**Activity**. Report each line of the entries that includes "below" by copying it.

<<<<

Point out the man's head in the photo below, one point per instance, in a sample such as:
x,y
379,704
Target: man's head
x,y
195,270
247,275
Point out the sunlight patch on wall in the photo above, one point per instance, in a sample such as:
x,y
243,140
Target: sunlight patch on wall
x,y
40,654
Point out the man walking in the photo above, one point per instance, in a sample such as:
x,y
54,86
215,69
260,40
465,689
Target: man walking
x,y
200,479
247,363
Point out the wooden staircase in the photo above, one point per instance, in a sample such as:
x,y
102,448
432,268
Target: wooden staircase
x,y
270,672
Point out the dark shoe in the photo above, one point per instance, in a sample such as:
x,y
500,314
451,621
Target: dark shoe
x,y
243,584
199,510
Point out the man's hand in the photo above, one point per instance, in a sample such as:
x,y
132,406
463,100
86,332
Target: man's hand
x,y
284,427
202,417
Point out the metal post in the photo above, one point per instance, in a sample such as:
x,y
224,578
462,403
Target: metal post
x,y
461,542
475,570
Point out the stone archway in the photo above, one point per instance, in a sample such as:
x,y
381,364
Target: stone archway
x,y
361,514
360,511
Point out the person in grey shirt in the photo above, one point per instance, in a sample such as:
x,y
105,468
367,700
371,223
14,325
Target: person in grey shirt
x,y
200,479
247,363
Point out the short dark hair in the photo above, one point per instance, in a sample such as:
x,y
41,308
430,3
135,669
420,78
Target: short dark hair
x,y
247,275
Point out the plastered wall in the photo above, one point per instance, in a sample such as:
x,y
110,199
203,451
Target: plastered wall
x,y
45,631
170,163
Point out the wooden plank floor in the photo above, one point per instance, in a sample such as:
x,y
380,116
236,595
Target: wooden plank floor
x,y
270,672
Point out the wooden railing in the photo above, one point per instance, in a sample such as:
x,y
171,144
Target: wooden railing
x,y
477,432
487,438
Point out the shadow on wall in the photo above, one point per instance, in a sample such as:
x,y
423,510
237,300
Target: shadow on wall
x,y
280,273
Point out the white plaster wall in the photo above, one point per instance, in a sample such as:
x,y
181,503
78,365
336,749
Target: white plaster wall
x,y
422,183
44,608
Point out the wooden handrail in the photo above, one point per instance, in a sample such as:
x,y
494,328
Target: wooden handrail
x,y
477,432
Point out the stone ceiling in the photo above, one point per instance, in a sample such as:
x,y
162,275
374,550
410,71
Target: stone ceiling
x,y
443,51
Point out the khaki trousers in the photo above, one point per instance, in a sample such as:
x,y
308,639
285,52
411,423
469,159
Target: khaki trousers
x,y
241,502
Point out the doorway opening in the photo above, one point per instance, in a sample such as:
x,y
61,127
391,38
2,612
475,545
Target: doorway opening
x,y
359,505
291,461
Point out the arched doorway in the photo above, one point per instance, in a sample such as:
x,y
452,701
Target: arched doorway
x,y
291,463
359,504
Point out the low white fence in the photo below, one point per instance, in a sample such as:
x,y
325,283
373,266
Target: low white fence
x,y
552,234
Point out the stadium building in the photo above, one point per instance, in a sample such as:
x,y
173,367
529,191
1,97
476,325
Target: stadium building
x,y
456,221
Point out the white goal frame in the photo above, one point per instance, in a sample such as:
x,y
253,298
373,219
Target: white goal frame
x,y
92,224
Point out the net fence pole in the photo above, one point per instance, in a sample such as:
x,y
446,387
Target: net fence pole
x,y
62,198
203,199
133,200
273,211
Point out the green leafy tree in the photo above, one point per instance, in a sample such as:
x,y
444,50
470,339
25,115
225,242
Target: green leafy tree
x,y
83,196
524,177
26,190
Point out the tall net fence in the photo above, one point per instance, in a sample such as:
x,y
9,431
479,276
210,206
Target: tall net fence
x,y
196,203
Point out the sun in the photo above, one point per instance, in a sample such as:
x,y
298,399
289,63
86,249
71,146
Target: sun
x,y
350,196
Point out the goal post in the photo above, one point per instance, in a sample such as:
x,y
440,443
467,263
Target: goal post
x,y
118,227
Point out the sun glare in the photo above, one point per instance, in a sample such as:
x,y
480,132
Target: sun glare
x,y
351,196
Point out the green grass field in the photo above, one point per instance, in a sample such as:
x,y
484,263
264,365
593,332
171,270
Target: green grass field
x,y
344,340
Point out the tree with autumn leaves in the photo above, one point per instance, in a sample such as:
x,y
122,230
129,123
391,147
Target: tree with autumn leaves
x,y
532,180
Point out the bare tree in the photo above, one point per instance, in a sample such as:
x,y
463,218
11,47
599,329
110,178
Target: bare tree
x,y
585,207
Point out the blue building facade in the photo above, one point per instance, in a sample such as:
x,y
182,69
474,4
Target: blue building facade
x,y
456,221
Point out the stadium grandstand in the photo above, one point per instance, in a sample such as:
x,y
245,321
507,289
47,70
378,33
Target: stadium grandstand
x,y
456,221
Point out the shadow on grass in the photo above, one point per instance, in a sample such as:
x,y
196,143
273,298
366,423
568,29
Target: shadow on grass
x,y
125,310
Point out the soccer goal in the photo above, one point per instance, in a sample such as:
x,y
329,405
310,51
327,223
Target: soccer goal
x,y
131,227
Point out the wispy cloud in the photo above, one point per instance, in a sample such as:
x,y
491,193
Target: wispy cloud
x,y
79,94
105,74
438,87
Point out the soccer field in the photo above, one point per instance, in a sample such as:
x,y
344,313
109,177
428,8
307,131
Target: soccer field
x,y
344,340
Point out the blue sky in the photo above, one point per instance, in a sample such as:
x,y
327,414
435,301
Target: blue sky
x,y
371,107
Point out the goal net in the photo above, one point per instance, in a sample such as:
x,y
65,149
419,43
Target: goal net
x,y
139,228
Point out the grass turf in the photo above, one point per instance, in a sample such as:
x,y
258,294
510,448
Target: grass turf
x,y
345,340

>>>>

**Response for this exercise**.
Point out the man's head in the photo below, one point per instance, in a sample such as:
Point out the low white fence in the photo below, one point per instance, in a sample such as:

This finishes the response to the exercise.